## CHALLENGE
Recast all of the items below as a numbered list, omitting any blank lines.

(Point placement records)
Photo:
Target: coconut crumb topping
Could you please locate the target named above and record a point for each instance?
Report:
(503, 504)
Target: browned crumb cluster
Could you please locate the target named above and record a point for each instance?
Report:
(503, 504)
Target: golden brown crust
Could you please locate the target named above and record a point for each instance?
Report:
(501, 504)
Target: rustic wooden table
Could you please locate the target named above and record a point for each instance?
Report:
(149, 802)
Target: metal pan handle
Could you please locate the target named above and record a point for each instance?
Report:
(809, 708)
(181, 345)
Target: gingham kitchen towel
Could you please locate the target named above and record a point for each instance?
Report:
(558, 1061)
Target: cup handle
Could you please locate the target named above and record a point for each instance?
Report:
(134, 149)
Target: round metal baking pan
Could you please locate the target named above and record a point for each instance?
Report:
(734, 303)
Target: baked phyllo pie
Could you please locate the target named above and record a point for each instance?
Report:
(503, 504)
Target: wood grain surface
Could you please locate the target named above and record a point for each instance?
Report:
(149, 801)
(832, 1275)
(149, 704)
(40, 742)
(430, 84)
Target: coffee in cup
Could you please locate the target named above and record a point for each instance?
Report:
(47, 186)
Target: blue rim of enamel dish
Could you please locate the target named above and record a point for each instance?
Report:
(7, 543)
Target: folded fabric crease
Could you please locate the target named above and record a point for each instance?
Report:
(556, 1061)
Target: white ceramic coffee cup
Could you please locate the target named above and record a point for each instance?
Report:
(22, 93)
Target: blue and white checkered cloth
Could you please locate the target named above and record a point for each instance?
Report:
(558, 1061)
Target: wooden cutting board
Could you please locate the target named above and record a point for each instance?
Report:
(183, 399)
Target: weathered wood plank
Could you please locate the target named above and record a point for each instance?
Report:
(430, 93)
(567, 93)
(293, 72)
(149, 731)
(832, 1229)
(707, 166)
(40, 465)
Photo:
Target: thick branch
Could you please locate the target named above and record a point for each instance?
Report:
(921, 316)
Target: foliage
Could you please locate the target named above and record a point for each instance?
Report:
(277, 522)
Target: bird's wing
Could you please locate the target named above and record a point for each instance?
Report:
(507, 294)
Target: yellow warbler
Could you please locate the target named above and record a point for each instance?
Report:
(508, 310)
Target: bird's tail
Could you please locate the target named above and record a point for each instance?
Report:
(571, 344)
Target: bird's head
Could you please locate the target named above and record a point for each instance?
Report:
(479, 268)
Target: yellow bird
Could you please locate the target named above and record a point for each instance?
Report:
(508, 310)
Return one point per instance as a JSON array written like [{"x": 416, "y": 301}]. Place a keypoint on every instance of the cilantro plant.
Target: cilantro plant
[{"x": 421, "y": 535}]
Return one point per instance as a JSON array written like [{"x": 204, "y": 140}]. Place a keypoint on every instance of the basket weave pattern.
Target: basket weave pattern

## RESPONSE TO THIS TASK
1. Photo:
2. Target: coconut crumb topping
3. Could you please locate the target named above and record a point for each instance?
4. Report:
5. (503, 504)
6. Target: browned crumb cluster
7. Could you please locate the target named above and record a point for each instance?
8. Report:
9. (503, 504)
10. Target: golden brown crust
11. Could you please locate the target named above and record a point for each instance?
12. Report:
13. (501, 504)
14. Target: rustic wooden table
15. Could you please locate the target named above and record a point for each instance?
16. Report:
17. (149, 802)
18. Target: metal pan handle
19. Could you please locate the target named above and record a point for each instance?
20. Report:
21. (809, 708)
22. (181, 345)
23. Target: gingham kitchen towel
24. Could you please locate the target named above and record a point for each instance?
25. Report:
26. (558, 1061)
27. Target: cup handle
28. Could you please locate the target named above and record a point for each instance?
29. Report:
30. (134, 149)
31. Target: round metal baking pan
32. Could you please locate the target named above and record a point for each instance?
33. Report:
34. (734, 303)
35. Target: baked phyllo pie
36. Could you please locate the target named above and record a point for each instance?
37. Report:
38. (503, 504)
39. Target: wood grain surface
40. Could you please locate the target named above and record a point for each instance?
41. Report:
42. (149, 801)
43. (832, 1275)
44. (149, 704)
45. (40, 742)
46. (430, 84)
47. Target: coffee in cup
48. Could you please locate the target named above and record a point for each instance?
49. Report:
50. (47, 186)
51. Target: blue rim of enamel dish
52. Could you please locate the target named above and record a point for each instance?
53. Report:
54. (7, 543)
55. Target: folded fabric crease
56. Could you please locate the target named above and record a point for each instance?
57. Report:
58. (556, 1061)
59. Target: white ceramic coffee cup
60. Could you please locate the target named above and record a point for each instance?
61. Report:
62. (22, 93)
63. Target: blue and white checkered cloth
64. Could you please locate the target named above and record a point for each instance?
65. Report:
66. (558, 1061)
67. Target: wooden cutting board
68. Could you please locate the target named above and record a point for each instance?
69. Report:
70. (183, 399)
71. Target: weathered wood plank
72. Could you please locate the target named above and record a point for each instance?
73. Report:
74. (430, 93)
75. (567, 93)
76. (293, 72)
77. (149, 731)
78. (832, 1229)
79. (707, 166)
80. (40, 465)
81. Photo:
82. Target: thick branch
83. Could you please locate the target named above and record a point for each instance?
84. Report:
85. (921, 316)
86. Target: foliage
87. Could you please locate the target named above and record a point for each instance?
88. Report:
89. (277, 522)
90. Target: bird's wing
91. Could you please locate the target named above and record a point for each instance?
92. Report:
93. (507, 294)
94. Target: yellow warbler
95. Could you please locate the target named above and record a point for each instance?
96. Report:
97. (508, 310)
98. Target: bird's tail
99. Could you please locate the target named above and record a point for each instance?
100. Report:
101. (571, 344)
102. Target: bird's head
103. Could you please locate the target named above and record a point for each instance?
104. Report:
105. (479, 268)
106. Target: yellow bird
107. Could you please locate the target named above and record a point for each instance?
108. Report:
109. (508, 310)
110. Return one point per instance as a JSON array written like [{"x": 416, "y": 301}]. Place a keypoint on every instance of the cilantro plant.
111. Target: cilantro plant
112. [{"x": 421, "y": 535}]
113. Return one point per instance as a JSON array written like [{"x": 204, "y": 140}]. Place a keypoint on every instance of the basket weave pattern.
114. Target: basket weave pattern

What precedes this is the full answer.